START Available records

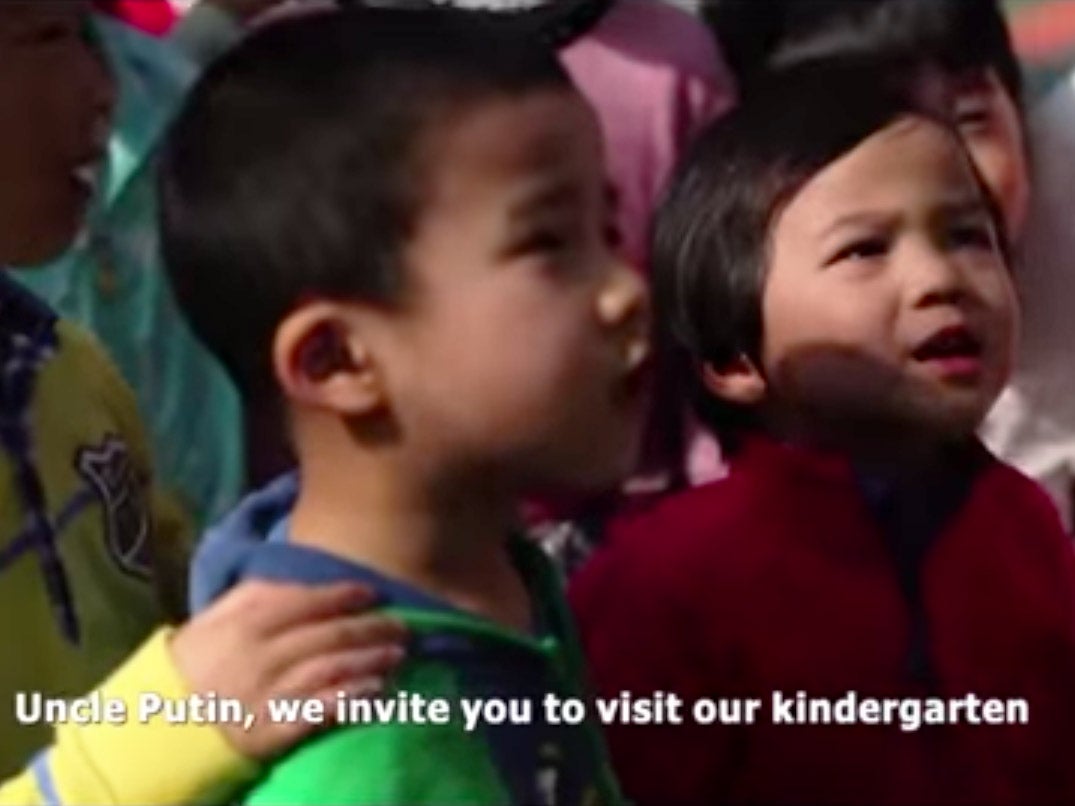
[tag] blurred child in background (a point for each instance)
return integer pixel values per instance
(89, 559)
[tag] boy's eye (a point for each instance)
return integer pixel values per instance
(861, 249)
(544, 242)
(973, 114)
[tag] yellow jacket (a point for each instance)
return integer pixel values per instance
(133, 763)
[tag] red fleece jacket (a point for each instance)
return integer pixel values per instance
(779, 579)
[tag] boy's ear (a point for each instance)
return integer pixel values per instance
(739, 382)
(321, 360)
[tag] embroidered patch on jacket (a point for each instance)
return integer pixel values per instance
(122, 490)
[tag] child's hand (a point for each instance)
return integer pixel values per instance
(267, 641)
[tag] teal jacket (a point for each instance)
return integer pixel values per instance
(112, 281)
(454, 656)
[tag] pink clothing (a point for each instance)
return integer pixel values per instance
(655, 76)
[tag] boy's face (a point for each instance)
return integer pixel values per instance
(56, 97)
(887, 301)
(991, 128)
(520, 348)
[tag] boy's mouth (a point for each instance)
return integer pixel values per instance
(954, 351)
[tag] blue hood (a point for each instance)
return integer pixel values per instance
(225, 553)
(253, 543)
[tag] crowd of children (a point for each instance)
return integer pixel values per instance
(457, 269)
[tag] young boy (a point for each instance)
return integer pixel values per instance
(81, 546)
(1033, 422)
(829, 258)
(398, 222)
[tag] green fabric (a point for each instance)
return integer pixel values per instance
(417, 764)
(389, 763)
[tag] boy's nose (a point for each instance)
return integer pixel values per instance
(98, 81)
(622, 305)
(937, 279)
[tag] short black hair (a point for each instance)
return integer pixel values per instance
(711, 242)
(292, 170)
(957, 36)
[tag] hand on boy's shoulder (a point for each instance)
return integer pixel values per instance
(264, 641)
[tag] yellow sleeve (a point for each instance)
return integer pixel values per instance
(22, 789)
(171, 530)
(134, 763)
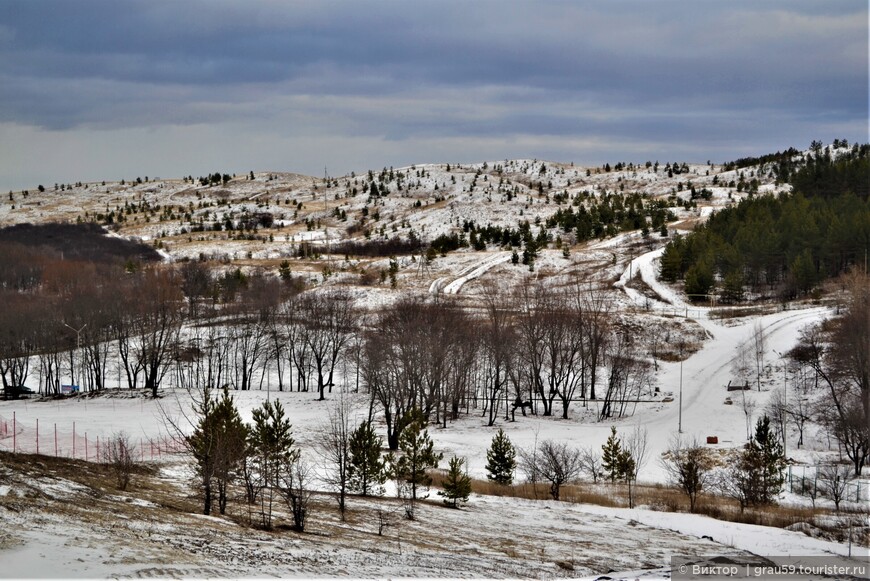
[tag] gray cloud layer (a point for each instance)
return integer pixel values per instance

END Available records

## Exercise goal
Above are the records. Copy exactly, and only, the lines from the line containing "[tag] young boy (a point for each instance)" through the last one, omitting any pictures.

## Response
[tag] young boy (a point for each instance)
return integer pixel values per instance
(81, 546)
(1033, 422)
(829, 258)
(398, 222)
[tag] green fabric (a point for each instance)
return integer pixel values per instance
(417, 764)
(389, 763)
[tag] boy's nose (a point for each instance)
return integer pixel values per instance
(98, 81)
(622, 305)
(937, 279)
[tag] short black hair (a point for each instance)
return integer pixel values per instance
(711, 242)
(292, 170)
(957, 36)
[tag] hand on boy's shoulder (a point for each instance)
return integer pixel values per instance
(264, 641)
[tag] yellow sleeve (a point for each instance)
return integer pixel values per instance
(22, 789)
(171, 530)
(134, 763)
[tag] gray cloud layer (a point for each instance)
return integer pixel values per instance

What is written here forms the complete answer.